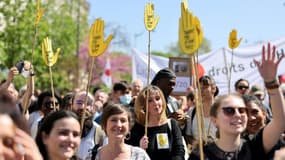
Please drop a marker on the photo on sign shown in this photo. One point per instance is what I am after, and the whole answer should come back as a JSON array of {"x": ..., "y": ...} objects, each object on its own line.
[
  {"x": 182, "y": 70},
  {"x": 179, "y": 65}
]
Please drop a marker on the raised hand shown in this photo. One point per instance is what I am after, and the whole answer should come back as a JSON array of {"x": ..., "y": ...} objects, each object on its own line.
[
  {"x": 233, "y": 42},
  {"x": 97, "y": 45},
  {"x": 267, "y": 67},
  {"x": 40, "y": 12},
  {"x": 149, "y": 20},
  {"x": 49, "y": 56},
  {"x": 188, "y": 35},
  {"x": 199, "y": 29}
]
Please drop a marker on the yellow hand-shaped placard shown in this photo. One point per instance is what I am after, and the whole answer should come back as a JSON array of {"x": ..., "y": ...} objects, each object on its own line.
[
  {"x": 233, "y": 42},
  {"x": 149, "y": 21},
  {"x": 199, "y": 29},
  {"x": 49, "y": 56},
  {"x": 40, "y": 12},
  {"x": 188, "y": 35},
  {"x": 97, "y": 45}
]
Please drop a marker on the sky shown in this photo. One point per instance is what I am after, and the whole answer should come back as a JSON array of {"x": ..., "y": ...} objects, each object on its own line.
[{"x": 255, "y": 20}]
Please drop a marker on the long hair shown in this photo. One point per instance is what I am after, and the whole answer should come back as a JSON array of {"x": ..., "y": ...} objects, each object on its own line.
[
  {"x": 8, "y": 107},
  {"x": 140, "y": 104},
  {"x": 47, "y": 126},
  {"x": 113, "y": 109}
]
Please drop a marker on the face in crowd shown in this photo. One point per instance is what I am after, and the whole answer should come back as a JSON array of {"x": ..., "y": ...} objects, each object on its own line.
[
  {"x": 256, "y": 112},
  {"x": 59, "y": 135},
  {"x": 78, "y": 104},
  {"x": 116, "y": 121},
  {"x": 229, "y": 114},
  {"x": 208, "y": 87},
  {"x": 242, "y": 86},
  {"x": 137, "y": 86}
]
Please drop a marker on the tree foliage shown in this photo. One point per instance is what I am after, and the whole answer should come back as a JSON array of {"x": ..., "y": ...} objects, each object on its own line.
[
  {"x": 59, "y": 23},
  {"x": 204, "y": 48}
]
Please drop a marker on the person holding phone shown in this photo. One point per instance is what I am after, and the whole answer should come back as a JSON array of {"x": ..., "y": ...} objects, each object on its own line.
[{"x": 229, "y": 115}]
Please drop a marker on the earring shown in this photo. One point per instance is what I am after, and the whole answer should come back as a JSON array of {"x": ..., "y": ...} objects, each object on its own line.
[{"x": 128, "y": 136}]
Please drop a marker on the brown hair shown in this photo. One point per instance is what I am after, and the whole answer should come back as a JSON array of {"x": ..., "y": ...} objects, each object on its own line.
[
  {"x": 113, "y": 109},
  {"x": 140, "y": 103},
  {"x": 217, "y": 105}
]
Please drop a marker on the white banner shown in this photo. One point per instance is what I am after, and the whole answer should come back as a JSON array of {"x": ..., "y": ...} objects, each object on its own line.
[{"x": 215, "y": 64}]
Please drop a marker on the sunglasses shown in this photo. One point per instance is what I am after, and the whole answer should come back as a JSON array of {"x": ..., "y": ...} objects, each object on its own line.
[
  {"x": 243, "y": 87},
  {"x": 50, "y": 104},
  {"x": 230, "y": 111}
]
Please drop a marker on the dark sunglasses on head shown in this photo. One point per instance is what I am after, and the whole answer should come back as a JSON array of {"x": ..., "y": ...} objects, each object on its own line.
[
  {"x": 243, "y": 87},
  {"x": 230, "y": 111},
  {"x": 50, "y": 104}
]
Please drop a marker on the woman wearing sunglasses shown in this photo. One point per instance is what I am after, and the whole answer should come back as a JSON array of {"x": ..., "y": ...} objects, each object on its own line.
[
  {"x": 229, "y": 115},
  {"x": 242, "y": 86}
]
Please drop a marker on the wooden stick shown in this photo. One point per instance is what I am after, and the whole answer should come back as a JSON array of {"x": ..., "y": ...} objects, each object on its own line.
[
  {"x": 199, "y": 106},
  {"x": 147, "y": 91},
  {"x": 86, "y": 96}
]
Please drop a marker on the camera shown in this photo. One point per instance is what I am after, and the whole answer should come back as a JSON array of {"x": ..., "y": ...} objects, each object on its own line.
[
  {"x": 20, "y": 66},
  {"x": 24, "y": 71}
]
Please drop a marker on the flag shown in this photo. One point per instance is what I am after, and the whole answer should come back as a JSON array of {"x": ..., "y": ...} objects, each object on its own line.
[{"x": 106, "y": 77}]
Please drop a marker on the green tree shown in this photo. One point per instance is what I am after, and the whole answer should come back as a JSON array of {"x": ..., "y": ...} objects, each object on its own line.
[{"x": 59, "y": 23}]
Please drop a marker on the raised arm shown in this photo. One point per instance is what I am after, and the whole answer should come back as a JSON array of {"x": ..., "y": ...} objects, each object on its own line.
[
  {"x": 267, "y": 68},
  {"x": 12, "y": 72}
]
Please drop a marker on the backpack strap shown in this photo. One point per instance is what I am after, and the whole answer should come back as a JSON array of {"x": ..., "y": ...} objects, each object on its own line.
[
  {"x": 98, "y": 135},
  {"x": 94, "y": 151},
  {"x": 192, "y": 115},
  {"x": 169, "y": 124}
]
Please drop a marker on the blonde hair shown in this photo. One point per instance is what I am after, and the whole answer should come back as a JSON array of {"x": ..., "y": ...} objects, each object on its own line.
[{"x": 140, "y": 104}]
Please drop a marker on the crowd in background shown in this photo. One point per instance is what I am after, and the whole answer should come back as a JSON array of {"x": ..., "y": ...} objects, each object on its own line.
[{"x": 97, "y": 125}]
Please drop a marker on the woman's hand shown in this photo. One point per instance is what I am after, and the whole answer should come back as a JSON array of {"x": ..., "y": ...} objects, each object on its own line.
[
  {"x": 267, "y": 67},
  {"x": 27, "y": 147}
]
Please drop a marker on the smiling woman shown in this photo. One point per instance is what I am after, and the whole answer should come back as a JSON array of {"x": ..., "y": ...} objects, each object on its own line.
[
  {"x": 15, "y": 142},
  {"x": 59, "y": 136},
  {"x": 116, "y": 122}
]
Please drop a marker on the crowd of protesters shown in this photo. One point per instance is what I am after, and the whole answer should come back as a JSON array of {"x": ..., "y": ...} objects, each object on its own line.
[{"x": 82, "y": 125}]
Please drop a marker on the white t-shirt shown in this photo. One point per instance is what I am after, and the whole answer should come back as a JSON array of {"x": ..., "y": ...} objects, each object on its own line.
[
  {"x": 34, "y": 120},
  {"x": 192, "y": 127}
]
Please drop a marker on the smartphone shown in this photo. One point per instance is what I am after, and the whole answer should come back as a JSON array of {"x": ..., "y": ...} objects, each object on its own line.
[{"x": 20, "y": 66}]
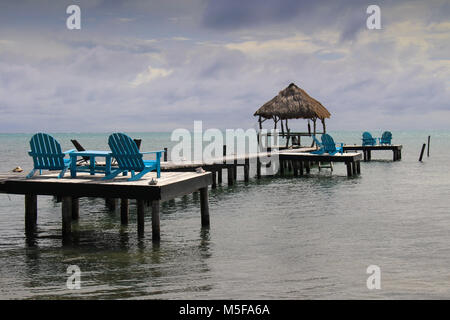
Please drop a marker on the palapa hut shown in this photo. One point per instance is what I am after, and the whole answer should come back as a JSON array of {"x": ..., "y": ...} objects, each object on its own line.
[{"x": 292, "y": 103}]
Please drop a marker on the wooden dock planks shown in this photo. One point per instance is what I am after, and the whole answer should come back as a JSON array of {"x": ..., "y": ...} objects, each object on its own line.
[
  {"x": 169, "y": 186},
  {"x": 367, "y": 150}
]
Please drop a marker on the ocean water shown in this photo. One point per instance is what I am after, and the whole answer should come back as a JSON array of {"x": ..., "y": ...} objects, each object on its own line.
[{"x": 309, "y": 237}]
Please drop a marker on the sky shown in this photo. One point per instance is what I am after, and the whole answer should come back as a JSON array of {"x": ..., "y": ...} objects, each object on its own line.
[{"x": 160, "y": 65}]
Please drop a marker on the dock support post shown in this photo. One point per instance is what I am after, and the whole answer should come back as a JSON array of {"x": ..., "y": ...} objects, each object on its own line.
[
  {"x": 295, "y": 168},
  {"x": 213, "y": 177},
  {"x": 111, "y": 203},
  {"x": 75, "y": 208},
  {"x": 235, "y": 168},
  {"x": 230, "y": 175},
  {"x": 124, "y": 211},
  {"x": 308, "y": 166},
  {"x": 156, "y": 233},
  {"x": 258, "y": 167},
  {"x": 140, "y": 217},
  {"x": 349, "y": 169},
  {"x": 30, "y": 213},
  {"x": 204, "y": 206},
  {"x": 247, "y": 170},
  {"x": 421, "y": 152},
  {"x": 66, "y": 211},
  {"x": 219, "y": 176}
]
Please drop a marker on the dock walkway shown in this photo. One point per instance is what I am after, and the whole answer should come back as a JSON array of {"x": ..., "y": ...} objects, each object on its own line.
[
  {"x": 367, "y": 150},
  {"x": 169, "y": 186}
]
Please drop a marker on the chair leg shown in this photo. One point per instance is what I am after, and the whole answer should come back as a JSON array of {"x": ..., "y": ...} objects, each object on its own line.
[
  {"x": 31, "y": 174},
  {"x": 113, "y": 174},
  {"x": 63, "y": 171},
  {"x": 140, "y": 175}
]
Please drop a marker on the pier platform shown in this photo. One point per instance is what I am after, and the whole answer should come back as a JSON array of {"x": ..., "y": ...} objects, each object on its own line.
[
  {"x": 300, "y": 161},
  {"x": 367, "y": 150},
  {"x": 169, "y": 186}
]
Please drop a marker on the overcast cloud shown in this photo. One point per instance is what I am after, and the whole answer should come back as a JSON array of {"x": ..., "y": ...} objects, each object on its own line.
[{"x": 160, "y": 65}]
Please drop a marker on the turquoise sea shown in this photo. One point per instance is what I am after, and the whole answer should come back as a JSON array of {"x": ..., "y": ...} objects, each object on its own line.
[{"x": 309, "y": 237}]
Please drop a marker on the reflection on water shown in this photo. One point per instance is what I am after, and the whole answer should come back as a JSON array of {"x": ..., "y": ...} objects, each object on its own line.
[{"x": 278, "y": 237}]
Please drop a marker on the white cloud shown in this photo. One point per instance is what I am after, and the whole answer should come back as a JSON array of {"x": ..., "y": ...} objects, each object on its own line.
[{"x": 149, "y": 75}]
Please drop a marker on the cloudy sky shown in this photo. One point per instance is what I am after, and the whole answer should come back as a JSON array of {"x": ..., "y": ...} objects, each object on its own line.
[{"x": 159, "y": 65}]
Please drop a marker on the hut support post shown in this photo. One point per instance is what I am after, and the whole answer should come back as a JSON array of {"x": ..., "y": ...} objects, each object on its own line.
[
  {"x": 30, "y": 213},
  {"x": 324, "y": 126},
  {"x": 75, "y": 208},
  {"x": 66, "y": 211},
  {"x": 204, "y": 207},
  {"x": 124, "y": 211},
  {"x": 156, "y": 234}
]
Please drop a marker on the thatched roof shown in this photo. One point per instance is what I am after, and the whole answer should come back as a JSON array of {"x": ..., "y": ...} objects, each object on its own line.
[{"x": 293, "y": 103}]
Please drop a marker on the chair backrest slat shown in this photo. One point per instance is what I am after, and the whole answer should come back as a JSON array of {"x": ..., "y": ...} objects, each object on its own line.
[
  {"x": 386, "y": 137},
  {"x": 126, "y": 152},
  {"x": 368, "y": 140},
  {"x": 328, "y": 143},
  {"x": 46, "y": 152}
]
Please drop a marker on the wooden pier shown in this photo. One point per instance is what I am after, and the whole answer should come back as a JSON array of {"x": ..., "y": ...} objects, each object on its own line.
[
  {"x": 169, "y": 186},
  {"x": 230, "y": 163},
  {"x": 177, "y": 179},
  {"x": 367, "y": 150},
  {"x": 302, "y": 161}
]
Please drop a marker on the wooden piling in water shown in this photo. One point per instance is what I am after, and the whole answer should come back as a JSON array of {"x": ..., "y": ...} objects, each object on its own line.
[
  {"x": 75, "y": 208},
  {"x": 66, "y": 213},
  {"x": 230, "y": 175},
  {"x": 219, "y": 176},
  {"x": 258, "y": 167},
  {"x": 247, "y": 170},
  {"x": 213, "y": 177},
  {"x": 124, "y": 211},
  {"x": 111, "y": 204},
  {"x": 156, "y": 233},
  {"x": 295, "y": 168},
  {"x": 422, "y": 151},
  {"x": 140, "y": 216},
  {"x": 308, "y": 166},
  {"x": 30, "y": 213},
  {"x": 204, "y": 207}
]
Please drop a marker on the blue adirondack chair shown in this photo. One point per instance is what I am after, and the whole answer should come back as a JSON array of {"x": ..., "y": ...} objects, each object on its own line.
[
  {"x": 317, "y": 142},
  {"x": 329, "y": 146},
  {"x": 128, "y": 157},
  {"x": 386, "y": 137},
  {"x": 47, "y": 155},
  {"x": 368, "y": 140}
]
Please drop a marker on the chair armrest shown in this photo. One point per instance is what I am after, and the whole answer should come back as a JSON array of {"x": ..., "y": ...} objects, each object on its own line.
[{"x": 149, "y": 152}]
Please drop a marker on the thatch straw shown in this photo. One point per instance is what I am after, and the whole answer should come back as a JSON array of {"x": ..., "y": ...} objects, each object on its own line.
[{"x": 293, "y": 103}]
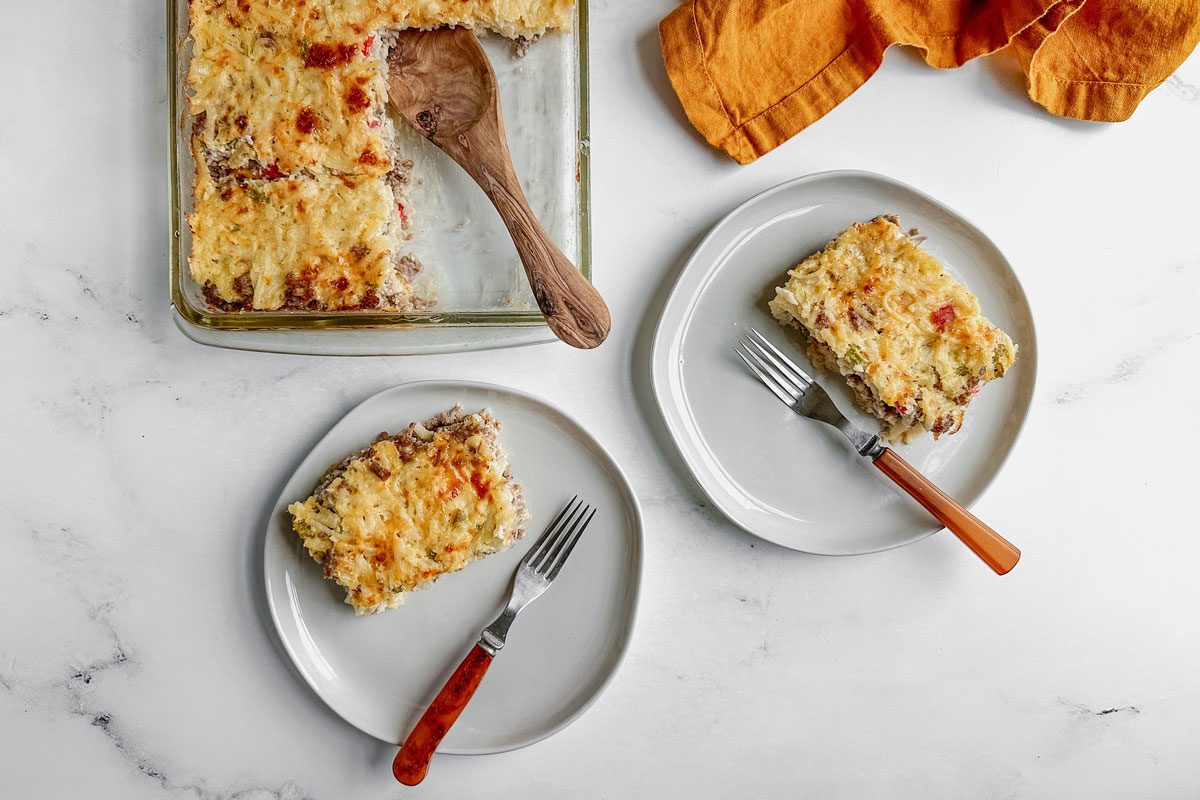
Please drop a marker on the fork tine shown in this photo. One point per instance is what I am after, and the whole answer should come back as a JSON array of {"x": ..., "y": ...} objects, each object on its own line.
[
  {"x": 791, "y": 385},
  {"x": 767, "y": 380},
  {"x": 539, "y": 547},
  {"x": 562, "y": 560},
  {"x": 780, "y": 355},
  {"x": 546, "y": 565},
  {"x": 789, "y": 374},
  {"x": 556, "y": 542}
]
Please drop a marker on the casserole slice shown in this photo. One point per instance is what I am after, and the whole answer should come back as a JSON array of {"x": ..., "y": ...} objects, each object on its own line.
[
  {"x": 412, "y": 507},
  {"x": 909, "y": 338}
]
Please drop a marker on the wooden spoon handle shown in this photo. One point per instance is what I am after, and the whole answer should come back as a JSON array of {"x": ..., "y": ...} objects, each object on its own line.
[
  {"x": 413, "y": 759},
  {"x": 573, "y": 307},
  {"x": 995, "y": 551}
]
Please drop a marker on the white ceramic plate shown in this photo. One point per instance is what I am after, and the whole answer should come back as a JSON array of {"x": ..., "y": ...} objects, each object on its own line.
[
  {"x": 381, "y": 672},
  {"x": 779, "y": 476}
]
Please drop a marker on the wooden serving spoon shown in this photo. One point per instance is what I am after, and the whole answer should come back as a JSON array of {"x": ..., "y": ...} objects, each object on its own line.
[{"x": 443, "y": 84}]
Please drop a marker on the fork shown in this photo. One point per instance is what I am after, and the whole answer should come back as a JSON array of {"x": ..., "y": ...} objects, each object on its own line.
[
  {"x": 804, "y": 396},
  {"x": 534, "y": 575}
]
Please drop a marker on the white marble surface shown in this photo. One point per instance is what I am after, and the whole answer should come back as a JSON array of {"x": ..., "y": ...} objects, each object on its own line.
[{"x": 136, "y": 469}]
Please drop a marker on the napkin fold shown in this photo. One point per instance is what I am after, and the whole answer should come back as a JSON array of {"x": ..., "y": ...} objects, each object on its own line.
[{"x": 753, "y": 73}]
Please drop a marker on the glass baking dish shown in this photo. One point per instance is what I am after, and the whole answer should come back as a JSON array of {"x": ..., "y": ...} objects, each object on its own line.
[{"x": 472, "y": 270}]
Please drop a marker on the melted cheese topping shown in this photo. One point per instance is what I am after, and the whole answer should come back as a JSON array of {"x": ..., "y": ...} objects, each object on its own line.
[
  {"x": 349, "y": 19},
  {"x": 263, "y": 107},
  {"x": 301, "y": 242},
  {"x": 883, "y": 312},
  {"x": 411, "y": 509},
  {"x": 281, "y": 89}
]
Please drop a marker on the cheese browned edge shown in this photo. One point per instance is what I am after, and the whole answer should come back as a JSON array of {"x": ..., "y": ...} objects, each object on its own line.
[
  {"x": 910, "y": 340},
  {"x": 412, "y": 507},
  {"x": 286, "y": 91}
]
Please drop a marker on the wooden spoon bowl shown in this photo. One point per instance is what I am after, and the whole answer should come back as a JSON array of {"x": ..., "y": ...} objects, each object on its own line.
[{"x": 443, "y": 84}]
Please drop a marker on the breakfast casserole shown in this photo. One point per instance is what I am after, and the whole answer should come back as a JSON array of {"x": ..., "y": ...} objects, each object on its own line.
[
  {"x": 909, "y": 338},
  {"x": 412, "y": 507},
  {"x": 300, "y": 194}
]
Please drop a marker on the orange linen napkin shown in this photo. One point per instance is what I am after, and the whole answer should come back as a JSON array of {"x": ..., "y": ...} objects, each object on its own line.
[{"x": 753, "y": 73}]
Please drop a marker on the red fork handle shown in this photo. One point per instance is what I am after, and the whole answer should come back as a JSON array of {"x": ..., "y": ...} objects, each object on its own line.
[
  {"x": 413, "y": 759},
  {"x": 995, "y": 551}
]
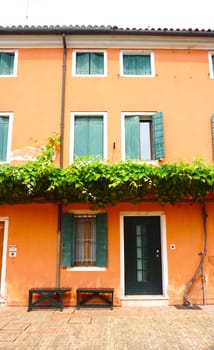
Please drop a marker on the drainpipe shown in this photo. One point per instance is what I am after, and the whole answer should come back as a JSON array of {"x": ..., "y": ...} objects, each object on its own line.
[{"x": 58, "y": 263}]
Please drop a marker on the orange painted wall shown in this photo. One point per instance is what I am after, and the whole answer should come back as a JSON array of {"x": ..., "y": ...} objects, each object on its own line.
[
  {"x": 33, "y": 229},
  {"x": 181, "y": 89}
]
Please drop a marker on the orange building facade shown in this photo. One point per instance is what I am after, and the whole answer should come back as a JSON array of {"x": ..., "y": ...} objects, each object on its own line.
[{"x": 90, "y": 79}]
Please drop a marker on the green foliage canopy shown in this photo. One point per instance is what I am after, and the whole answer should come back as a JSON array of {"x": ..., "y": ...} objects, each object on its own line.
[{"x": 101, "y": 183}]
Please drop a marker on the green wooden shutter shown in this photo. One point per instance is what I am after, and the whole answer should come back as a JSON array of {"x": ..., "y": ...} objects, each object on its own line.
[
  {"x": 158, "y": 136},
  {"x": 132, "y": 137},
  {"x": 80, "y": 137},
  {"x": 213, "y": 133},
  {"x": 101, "y": 240},
  {"x": 88, "y": 137},
  {"x": 95, "y": 137},
  {"x": 67, "y": 240},
  {"x": 4, "y": 126}
]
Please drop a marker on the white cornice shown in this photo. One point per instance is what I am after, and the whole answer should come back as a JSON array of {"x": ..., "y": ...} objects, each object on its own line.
[{"x": 107, "y": 41}]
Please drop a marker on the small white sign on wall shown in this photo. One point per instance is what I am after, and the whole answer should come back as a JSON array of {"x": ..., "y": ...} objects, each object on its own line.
[{"x": 12, "y": 251}]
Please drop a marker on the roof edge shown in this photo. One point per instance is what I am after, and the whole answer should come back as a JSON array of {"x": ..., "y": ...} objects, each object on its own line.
[{"x": 102, "y": 30}]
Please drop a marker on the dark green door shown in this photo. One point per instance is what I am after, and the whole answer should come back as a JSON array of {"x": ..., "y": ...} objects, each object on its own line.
[{"x": 142, "y": 243}]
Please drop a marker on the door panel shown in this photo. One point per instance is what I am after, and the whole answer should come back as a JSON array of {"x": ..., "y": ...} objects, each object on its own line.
[
  {"x": 1, "y": 245},
  {"x": 142, "y": 244}
]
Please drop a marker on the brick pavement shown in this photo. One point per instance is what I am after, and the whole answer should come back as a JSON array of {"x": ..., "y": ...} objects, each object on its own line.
[{"x": 122, "y": 328}]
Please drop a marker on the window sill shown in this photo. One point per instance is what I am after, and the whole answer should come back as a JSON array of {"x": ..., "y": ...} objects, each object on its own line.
[{"x": 86, "y": 268}]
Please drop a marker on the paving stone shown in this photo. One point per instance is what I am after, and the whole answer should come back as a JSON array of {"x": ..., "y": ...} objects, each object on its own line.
[{"x": 143, "y": 328}]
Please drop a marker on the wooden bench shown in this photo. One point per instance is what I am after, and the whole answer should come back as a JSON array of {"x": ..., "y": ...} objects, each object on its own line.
[
  {"x": 48, "y": 298},
  {"x": 95, "y": 297}
]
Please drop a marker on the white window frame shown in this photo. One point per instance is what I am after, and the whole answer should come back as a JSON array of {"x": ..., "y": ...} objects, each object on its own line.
[
  {"x": 86, "y": 268},
  {"x": 138, "y": 52},
  {"x": 88, "y": 114},
  {"x": 89, "y": 75},
  {"x": 9, "y": 141},
  {"x": 123, "y": 148},
  {"x": 211, "y": 68},
  {"x": 15, "y": 65}
]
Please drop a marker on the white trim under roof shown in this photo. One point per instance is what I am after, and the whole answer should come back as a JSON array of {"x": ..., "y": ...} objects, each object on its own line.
[{"x": 107, "y": 41}]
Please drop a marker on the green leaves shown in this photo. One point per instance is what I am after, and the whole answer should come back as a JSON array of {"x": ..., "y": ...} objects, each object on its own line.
[{"x": 101, "y": 183}]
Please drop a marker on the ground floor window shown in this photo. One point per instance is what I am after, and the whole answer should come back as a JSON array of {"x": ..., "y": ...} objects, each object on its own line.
[{"x": 84, "y": 240}]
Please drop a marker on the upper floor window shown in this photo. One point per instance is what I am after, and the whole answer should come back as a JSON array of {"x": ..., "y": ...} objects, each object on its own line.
[
  {"x": 8, "y": 63},
  {"x": 5, "y": 136},
  {"x": 84, "y": 240},
  {"x": 212, "y": 126},
  {"x": 137, "y": 63},
  {"x": 143, "y": 136},
  {"x": 88, "y": 135},
  {"x": 89, "y": 63}
]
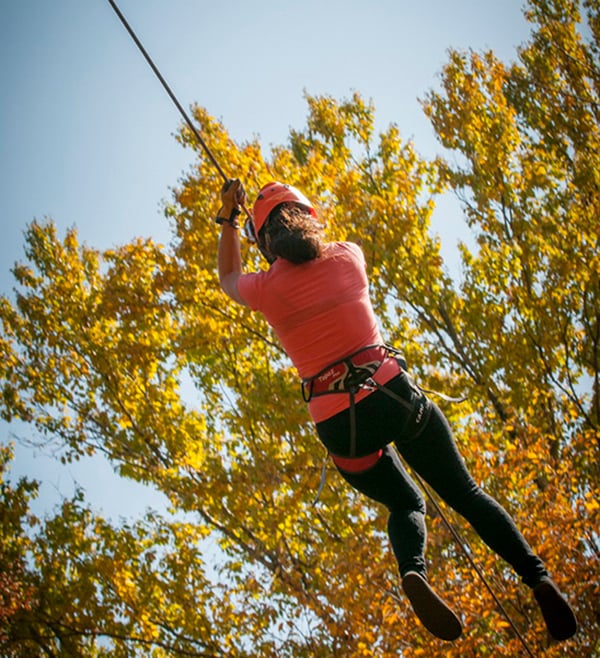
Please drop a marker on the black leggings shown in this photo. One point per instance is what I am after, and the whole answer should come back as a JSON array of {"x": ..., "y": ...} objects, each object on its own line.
[{"x": 428, "y": 448}]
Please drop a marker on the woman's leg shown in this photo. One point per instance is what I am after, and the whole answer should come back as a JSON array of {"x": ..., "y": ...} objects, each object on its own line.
[
  {"x": 435, "y": 457},
  {"x": 388, "y": 482}
]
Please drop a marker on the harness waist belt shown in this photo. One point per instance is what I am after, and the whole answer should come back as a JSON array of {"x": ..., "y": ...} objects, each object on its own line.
[{"x": 347, "y": 374}]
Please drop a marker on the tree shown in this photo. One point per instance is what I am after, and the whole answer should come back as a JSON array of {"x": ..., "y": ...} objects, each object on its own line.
[{"x": 97, "y": 347}]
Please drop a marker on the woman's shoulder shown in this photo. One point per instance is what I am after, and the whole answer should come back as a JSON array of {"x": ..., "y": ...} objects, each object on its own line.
[{"x": 350, "y": 249}]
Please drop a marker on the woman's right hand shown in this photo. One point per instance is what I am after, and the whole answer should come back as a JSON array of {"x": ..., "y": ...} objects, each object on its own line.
[{"x": 233, "y": 194}]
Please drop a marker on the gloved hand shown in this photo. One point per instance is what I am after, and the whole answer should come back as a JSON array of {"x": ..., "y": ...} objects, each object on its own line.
[{"x": 233, "y": 196}]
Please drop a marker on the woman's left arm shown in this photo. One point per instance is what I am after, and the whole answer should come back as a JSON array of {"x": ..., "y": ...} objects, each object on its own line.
[{"x": 229, "y": 257}]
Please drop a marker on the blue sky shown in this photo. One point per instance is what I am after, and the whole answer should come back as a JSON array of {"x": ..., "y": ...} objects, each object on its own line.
[{"x": 86, "y": 130}]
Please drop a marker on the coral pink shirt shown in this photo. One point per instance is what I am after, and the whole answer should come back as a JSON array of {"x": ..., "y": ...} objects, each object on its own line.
[{"x": 321, "y": 312}]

::::::::::

Goal of the exercise: Exactly and only the lines from the line containing "Please drop a marker on the woman's right" through the last line of the entries should be copied, both ends included.

Full solution:
Please drop a marker on the woman's right hand shown in this photo. One point per instance is what I am after, and the whole answer should come back as a JSON array of {"x": ..., "y": ...} objects, each object on its own line.
[{"x": 233, "y": 194}]
Please drop a marker on the gloved hand shown in this photo. One point per instance is what I am after, and the whole answer should come back as a JSON array of {"x": ..., "y": ...} objects, each object on its own line.
[{"x": 233, "y": 196}]
Please drop a marker on the woman's left arm shown in this photo. One point per instance is what I am after, and the whole answer should come back as a JSON array of {"x": ..., "y": ...} objects, each object on its own line.
[{"x": 229, "y": 257}]
Please drop a marker on the blue sky shown in this photo. One point per instance is what I am after, and the whole answer should come back as a JSON array of {"x": ..., "y": ...} objects, each object on its own line.
[{"x": 86, "y": 130}]
Please drop a marker on the coral pink shirt shown in this photo. One point per instance is what I am after, and the whole answer should come back as a JSON array of {"x": ..., "y": ...} objects, each object on its own line.
[{"x": 321, "y": 312}]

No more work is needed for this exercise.